Task instructions
Copy, without any changes, the lines in the rows below that run from the line holding "One point per instance, written like point(80, 408)" through the line holding "point(150, 158)", including both of those lines.

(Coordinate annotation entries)
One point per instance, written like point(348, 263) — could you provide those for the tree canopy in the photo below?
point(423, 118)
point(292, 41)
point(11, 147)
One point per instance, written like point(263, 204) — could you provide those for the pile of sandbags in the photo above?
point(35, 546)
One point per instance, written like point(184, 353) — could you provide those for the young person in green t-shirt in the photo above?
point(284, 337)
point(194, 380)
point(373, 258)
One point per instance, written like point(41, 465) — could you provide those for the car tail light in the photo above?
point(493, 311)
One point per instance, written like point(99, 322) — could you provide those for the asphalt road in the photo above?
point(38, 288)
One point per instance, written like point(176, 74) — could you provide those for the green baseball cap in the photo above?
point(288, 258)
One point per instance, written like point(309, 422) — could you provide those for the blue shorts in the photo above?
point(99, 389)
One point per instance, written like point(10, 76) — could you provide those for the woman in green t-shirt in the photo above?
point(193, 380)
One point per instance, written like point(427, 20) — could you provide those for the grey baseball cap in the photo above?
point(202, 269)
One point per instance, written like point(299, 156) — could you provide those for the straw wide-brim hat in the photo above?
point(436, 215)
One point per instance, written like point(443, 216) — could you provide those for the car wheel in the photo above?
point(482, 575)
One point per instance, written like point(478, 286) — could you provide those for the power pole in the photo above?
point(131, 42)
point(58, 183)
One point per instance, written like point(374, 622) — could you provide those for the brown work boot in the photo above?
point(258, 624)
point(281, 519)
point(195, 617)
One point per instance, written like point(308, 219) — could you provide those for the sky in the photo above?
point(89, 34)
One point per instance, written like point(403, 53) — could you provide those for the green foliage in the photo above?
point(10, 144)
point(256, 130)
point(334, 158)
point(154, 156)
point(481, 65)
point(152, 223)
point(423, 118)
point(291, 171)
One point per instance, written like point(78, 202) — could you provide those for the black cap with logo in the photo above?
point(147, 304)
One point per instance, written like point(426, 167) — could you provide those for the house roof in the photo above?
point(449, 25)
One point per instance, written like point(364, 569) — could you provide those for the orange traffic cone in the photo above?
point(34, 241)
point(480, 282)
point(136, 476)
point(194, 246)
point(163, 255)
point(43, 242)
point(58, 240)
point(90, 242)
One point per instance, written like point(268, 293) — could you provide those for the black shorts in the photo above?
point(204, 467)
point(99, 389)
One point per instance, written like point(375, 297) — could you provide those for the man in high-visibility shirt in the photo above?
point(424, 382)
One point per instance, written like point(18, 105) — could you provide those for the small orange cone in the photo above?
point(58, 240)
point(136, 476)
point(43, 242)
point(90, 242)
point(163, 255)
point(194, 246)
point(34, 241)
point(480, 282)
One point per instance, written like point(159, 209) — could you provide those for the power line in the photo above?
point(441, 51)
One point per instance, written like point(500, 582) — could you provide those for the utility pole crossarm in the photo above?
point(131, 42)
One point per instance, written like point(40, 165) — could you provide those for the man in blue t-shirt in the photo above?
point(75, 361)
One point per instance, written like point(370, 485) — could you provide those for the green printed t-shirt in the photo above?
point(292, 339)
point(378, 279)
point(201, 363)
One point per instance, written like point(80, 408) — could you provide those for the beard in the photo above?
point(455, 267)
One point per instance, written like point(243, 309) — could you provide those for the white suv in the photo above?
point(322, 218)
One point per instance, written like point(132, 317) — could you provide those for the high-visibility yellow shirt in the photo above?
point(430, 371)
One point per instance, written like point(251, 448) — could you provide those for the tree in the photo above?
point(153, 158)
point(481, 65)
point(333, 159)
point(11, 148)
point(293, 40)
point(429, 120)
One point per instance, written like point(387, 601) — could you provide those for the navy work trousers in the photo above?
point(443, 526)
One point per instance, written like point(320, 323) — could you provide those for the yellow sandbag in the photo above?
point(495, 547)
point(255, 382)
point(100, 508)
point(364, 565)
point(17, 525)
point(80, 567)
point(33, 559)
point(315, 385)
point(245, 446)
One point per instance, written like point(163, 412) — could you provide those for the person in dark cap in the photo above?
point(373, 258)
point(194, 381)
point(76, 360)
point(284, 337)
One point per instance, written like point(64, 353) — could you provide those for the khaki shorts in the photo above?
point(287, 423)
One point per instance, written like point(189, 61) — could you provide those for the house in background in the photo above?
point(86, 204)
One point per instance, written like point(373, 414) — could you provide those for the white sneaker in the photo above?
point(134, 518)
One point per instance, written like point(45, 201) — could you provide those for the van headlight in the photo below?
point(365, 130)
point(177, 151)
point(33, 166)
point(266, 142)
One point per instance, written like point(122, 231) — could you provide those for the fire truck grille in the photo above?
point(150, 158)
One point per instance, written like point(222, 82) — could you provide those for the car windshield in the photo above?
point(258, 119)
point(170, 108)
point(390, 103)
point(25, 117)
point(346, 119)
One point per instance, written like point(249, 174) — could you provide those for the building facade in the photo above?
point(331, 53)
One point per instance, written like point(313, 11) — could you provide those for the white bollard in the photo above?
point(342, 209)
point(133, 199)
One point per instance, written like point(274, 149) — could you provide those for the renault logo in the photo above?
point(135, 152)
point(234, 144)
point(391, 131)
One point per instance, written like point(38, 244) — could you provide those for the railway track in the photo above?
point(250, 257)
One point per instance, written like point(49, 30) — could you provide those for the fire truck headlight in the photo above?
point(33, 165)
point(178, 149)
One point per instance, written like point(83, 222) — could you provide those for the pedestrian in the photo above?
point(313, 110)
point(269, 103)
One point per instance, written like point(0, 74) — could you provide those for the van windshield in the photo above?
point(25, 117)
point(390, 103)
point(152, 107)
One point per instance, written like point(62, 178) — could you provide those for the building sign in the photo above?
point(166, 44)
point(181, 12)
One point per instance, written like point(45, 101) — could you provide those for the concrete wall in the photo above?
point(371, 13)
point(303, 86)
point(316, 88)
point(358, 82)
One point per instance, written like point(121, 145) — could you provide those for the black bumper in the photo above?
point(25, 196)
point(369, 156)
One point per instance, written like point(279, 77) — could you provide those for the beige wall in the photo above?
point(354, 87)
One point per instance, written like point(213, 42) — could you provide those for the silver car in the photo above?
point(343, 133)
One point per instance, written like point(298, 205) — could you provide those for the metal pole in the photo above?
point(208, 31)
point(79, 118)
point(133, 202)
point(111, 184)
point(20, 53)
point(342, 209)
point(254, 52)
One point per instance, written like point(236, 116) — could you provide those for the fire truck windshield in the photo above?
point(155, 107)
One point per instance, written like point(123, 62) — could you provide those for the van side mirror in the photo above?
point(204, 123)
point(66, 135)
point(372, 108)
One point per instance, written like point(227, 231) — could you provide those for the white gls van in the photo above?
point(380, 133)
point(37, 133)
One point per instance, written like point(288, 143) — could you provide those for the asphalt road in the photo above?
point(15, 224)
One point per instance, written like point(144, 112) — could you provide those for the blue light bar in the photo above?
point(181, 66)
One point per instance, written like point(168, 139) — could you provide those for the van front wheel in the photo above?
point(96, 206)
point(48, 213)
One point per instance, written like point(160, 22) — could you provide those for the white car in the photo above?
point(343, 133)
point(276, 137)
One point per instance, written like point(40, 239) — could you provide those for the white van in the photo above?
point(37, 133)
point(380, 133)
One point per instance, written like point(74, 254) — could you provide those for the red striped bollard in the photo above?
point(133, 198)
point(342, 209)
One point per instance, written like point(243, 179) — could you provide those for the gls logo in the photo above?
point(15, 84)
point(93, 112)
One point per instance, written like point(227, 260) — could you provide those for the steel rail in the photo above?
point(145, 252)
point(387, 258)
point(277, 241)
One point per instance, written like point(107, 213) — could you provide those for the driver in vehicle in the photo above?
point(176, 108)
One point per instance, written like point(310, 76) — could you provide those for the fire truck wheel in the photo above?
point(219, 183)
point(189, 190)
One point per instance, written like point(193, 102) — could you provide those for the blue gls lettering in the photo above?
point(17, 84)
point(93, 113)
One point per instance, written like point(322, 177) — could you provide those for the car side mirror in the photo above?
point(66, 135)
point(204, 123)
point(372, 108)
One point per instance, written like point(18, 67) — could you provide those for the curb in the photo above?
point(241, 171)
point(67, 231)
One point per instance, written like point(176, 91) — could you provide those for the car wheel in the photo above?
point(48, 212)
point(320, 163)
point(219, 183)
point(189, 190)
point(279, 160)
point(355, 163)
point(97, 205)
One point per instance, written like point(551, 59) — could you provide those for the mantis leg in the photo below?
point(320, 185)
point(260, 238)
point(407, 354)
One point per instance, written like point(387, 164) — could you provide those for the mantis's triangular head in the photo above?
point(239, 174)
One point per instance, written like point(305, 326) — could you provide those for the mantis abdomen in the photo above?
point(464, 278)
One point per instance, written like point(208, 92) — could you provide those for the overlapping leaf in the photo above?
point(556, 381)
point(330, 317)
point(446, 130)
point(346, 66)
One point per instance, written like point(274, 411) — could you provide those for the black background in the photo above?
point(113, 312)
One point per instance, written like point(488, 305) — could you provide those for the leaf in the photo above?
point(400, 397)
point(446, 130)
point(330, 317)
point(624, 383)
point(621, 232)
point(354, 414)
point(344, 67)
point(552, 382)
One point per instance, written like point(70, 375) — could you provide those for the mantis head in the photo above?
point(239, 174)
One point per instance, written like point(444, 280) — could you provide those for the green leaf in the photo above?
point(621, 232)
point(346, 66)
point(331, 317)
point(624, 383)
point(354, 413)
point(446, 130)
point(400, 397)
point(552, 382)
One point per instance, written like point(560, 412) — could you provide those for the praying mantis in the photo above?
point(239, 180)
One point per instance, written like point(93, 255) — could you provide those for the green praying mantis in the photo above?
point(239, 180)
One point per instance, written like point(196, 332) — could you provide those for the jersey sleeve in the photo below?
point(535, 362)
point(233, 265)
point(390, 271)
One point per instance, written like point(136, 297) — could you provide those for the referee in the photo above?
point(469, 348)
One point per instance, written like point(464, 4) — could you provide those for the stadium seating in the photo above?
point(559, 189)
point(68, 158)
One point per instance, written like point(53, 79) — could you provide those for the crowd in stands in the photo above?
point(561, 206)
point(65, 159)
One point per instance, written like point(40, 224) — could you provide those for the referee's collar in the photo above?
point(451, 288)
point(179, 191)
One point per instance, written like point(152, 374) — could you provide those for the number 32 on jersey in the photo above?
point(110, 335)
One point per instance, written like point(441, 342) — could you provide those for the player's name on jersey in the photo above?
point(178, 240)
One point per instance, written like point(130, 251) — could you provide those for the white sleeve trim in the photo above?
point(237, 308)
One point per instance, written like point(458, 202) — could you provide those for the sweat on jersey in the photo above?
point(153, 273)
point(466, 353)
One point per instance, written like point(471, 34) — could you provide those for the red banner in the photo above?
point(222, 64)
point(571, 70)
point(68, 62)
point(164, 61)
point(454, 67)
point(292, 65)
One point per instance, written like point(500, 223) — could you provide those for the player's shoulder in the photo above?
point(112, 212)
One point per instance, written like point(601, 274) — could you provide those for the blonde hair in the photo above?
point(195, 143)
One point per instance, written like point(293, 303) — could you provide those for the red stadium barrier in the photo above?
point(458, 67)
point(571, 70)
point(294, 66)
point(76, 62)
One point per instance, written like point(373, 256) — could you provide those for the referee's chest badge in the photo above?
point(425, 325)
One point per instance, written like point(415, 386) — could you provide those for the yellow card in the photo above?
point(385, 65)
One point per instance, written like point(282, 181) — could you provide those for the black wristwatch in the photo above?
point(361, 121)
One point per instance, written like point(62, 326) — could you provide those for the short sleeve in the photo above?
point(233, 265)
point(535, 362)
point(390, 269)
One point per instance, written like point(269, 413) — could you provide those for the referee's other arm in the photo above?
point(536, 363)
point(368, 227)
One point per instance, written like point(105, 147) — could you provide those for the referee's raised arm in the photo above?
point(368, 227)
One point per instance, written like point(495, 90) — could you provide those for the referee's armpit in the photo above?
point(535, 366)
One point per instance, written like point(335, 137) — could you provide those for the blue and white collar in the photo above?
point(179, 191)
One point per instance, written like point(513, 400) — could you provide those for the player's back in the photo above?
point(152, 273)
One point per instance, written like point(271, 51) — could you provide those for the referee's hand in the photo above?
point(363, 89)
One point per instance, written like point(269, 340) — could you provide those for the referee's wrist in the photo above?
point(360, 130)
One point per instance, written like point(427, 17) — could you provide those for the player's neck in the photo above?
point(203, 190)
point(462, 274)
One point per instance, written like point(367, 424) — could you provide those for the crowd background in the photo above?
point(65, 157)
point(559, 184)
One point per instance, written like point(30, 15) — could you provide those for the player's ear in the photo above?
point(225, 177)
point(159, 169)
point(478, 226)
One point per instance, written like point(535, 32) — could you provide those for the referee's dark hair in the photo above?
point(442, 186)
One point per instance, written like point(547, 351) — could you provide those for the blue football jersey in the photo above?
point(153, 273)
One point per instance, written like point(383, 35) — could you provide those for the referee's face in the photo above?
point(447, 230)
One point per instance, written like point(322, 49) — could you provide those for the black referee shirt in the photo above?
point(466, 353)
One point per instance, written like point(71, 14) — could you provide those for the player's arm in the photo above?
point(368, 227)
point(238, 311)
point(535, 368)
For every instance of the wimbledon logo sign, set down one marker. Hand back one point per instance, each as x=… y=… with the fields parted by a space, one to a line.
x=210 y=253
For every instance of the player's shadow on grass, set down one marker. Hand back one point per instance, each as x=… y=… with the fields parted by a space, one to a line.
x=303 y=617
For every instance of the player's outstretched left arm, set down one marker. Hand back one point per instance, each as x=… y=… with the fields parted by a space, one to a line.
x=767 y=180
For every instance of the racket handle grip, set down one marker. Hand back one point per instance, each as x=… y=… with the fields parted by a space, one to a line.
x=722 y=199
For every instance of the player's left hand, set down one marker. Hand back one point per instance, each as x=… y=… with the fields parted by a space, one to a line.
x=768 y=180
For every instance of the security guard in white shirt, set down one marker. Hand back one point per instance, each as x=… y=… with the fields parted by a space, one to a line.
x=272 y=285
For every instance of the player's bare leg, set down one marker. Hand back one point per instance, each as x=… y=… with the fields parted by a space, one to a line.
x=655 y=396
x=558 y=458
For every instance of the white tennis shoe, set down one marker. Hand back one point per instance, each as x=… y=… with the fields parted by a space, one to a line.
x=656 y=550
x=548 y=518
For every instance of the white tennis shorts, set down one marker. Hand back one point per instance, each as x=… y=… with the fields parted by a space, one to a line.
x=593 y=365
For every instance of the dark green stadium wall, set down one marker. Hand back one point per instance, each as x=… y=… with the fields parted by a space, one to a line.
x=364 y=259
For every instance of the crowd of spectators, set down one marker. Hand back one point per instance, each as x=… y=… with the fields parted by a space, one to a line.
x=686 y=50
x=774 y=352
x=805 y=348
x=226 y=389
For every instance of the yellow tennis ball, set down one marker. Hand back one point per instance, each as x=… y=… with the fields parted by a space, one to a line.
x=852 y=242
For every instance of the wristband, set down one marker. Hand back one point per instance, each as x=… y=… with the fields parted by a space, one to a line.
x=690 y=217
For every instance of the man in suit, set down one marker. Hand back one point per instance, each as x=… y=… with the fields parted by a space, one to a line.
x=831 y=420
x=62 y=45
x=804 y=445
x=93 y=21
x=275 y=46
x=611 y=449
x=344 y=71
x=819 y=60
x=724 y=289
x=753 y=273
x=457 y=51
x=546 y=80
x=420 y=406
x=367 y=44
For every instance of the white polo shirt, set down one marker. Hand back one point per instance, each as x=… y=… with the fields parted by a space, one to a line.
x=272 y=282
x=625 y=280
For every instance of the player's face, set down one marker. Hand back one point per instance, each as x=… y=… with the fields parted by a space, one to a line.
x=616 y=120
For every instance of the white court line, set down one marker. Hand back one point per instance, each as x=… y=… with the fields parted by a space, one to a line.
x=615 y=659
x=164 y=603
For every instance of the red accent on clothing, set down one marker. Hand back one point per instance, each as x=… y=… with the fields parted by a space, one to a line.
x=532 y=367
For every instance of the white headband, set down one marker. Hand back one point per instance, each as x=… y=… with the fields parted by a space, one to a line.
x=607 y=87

Exercise output
One point per instance, written like point(80, 408) — could you provide those for the beard in the photo above?
point(455, 267)
One point per instance, written like point(243, 309) — could you provide those for the white suv in the photo above?
point(322, 218)
One point per instance, written like point(132, 317) — could you provide those for the high-visibility yellow shirt in the photo above?
point(430, 371)
One point per instance, written like point(251, 448) — could you provide those for the tree in the photo above?
point(153, 158)
point(481, 65)
point(333, 159)
point(11, 148)
point(293, 40)
point(429, 120)
One point per instance, written like point(387, 601) — could you provide those for the navy work trousers in the photo above?
point(443, 526)
One point per instance, written like point(320, 323) — could you provide those for the yellow sandbag in the photo above?
point(495, 547)
point(255, 382)
point(100, 508)
point(364, 565)
point(17, 525)
point(80, 567)
point(33, 559)
point(315, 385)
point(245, 446)
One point per instance, written like point(163, 412) — could you provide those for the person in dark cap in the photo above?
point(373, 258)
point(194, 381)
point(76, 360)
point(284, 337)
One point per instance, written like point(64, 353) — could you provide those for the khaki shorts in the photo above?
point(287, 423)
One point per instance, written like point(189, 61) — could you provide those for the house in background in the photo above?
point(86, 204)
One point per instance, written like point(373, 414) — could you provide those for the white sneaker in the photo above?
point(134, 518)
One point per instance, written like point(45, 201) — could you provide those for the van headlight in the photo below?
point(365, 130)
point(177, 151)
point(33, 166)
point(266, 142)
One point per instance, written like point(122, 231) — could you provide those for the fire truck grille in the photo above?
point(150, 158)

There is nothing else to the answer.